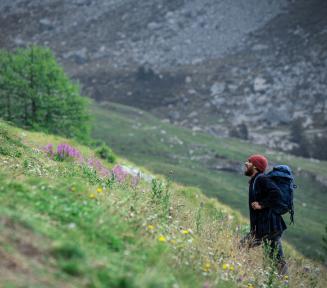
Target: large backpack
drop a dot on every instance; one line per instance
(283, 177)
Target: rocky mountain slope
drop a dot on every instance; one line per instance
(209, 65)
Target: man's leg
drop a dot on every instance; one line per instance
(276, 253)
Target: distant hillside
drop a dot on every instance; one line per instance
(216, 166)
(210, 65)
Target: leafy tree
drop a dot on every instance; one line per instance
(36, 93)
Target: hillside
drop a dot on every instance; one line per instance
(203, 64)
(216, 166)
(64, 225)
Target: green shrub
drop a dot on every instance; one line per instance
(37, 94)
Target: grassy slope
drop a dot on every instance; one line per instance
(162, 147)
(53, 234)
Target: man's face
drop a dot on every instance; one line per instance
(249, 168)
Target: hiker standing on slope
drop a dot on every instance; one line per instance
(265, 225)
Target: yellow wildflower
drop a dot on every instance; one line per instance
(206, 267)
(150, 227)
(162, 238)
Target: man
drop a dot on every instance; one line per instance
(265, 225)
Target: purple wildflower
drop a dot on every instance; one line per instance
(135, 180)
(119, 173)
(65, 151)
(48, 149)
(96, 165)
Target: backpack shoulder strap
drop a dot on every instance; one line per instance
(255, 180)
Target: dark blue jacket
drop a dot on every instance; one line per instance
(264, 222)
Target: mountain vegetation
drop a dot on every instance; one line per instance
(68, 219)
(36, 93)
(216, 166)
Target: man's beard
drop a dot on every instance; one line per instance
(249, 171)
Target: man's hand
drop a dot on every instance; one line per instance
(256, 206)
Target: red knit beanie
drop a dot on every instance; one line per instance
(259, 161)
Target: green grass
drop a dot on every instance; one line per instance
(64, 225)
(192, 156)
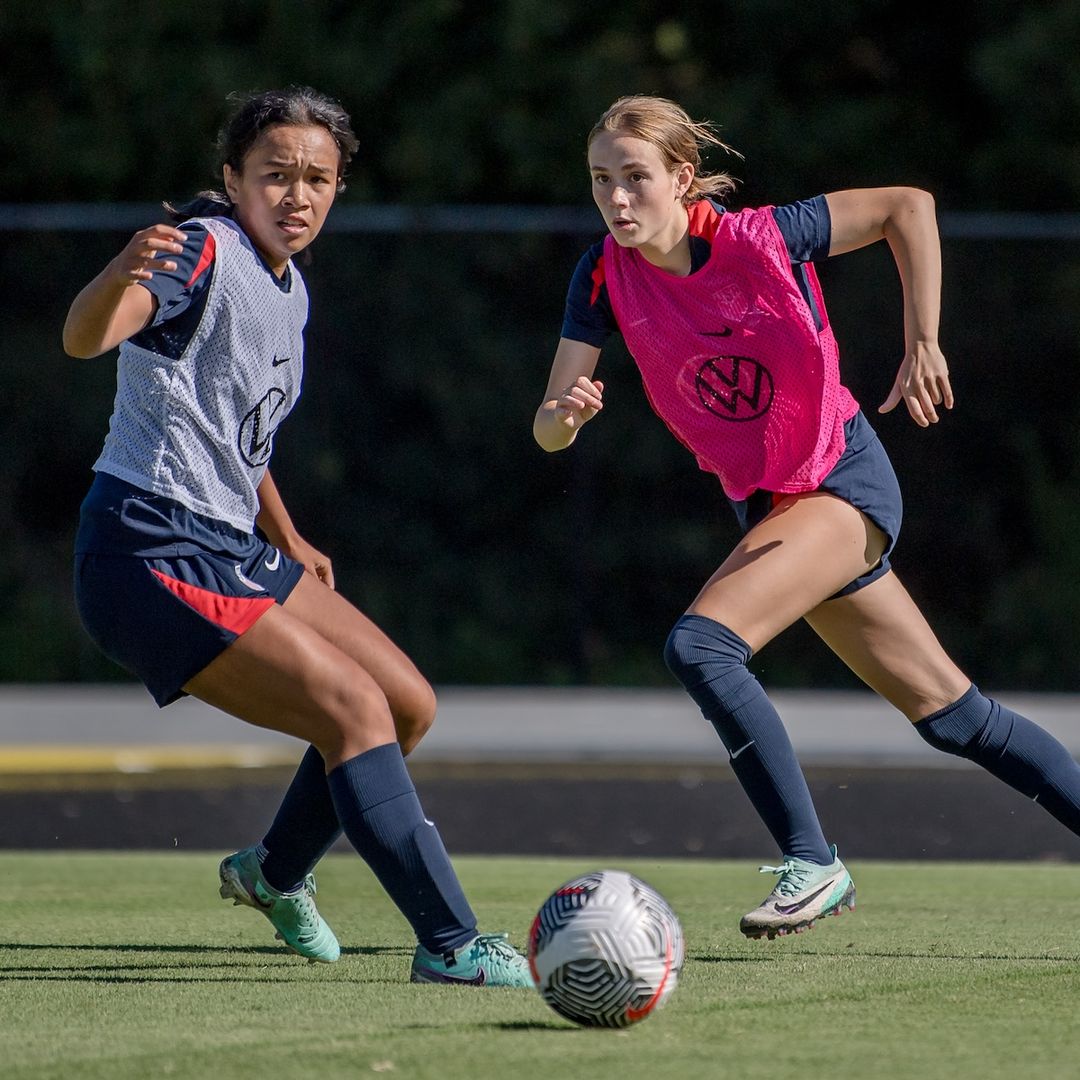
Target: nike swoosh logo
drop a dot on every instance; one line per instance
(792, 908)
(478, 980)
(246, 582)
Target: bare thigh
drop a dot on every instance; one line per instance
(282, 674)
(881, 635)
(809, 548)
(410, 697)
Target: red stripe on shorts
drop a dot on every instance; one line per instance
(237, 613)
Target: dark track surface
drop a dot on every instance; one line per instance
(596, 810)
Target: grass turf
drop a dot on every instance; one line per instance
(129, 966)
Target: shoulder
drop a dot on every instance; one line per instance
(588, 315)
(806, 227)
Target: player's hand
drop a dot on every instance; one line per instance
(314, 562)
(579, 403)
(922, 383)
(147, 253)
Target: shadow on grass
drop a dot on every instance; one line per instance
(531, 1025)
(132, 971)
(850, 952)
(230, 949)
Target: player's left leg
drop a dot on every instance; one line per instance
(808, 548)
(880, 634)
(306, 825)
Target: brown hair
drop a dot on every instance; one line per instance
(294, 107)
(678, 138)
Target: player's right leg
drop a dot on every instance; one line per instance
(282, 674)
(883, 638)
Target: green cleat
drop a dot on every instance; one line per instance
(487, 960)
(804, 893)
(293, 914)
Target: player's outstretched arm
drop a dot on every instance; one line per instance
(572, 396)
(108, 310)
(906, 218)
(273, 520)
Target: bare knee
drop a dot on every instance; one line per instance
(415, 714)
(919, 701)
(355, 718)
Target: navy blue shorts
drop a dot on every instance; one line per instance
(864, 477)
(164, 602)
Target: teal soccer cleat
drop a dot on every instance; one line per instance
(487, 960)
(293, 914)
(804, 893)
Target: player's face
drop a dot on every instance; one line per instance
(640, 199)
(284, 190)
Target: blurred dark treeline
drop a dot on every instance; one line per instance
(409, 458)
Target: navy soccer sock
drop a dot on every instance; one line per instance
(1012, 748)
(380, 813)
(304, 828)
(710, 661)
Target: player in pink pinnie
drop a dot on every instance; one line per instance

*-*-*

--- Task statement ---
Reproduce exactly the line containing "Target: bare knee" and every line after it through the end of the records above, and nothing else.

--- Exercise solution ---
Target: bare knee
drop a dot on every instance; one line per instance
(415, 714)
(919, 701)
(355, 718)
Target: navy blue shorts
drop a dot on every instance; one line per instance
(864, 477)
(164, 602)
Target: teal soccer cleat
drop a dot on every instance; one line per instance
(487, 960)
(293, 914)
(804, 893)
Target: player's face
drop a dot on every instance; one line per instance
(640, 199)
(284, 190)
Target: blurred dark treeline
drop a dot on every instance; one line per instance
(409, 458)
Target: navy soccer sock
drop a dot on every instance; one line per instance
(1012, 748)
(380, 813)
(304, 828)
(710, 661)
Target: player in pink pinnie
drop a dot on every instance; one line per instance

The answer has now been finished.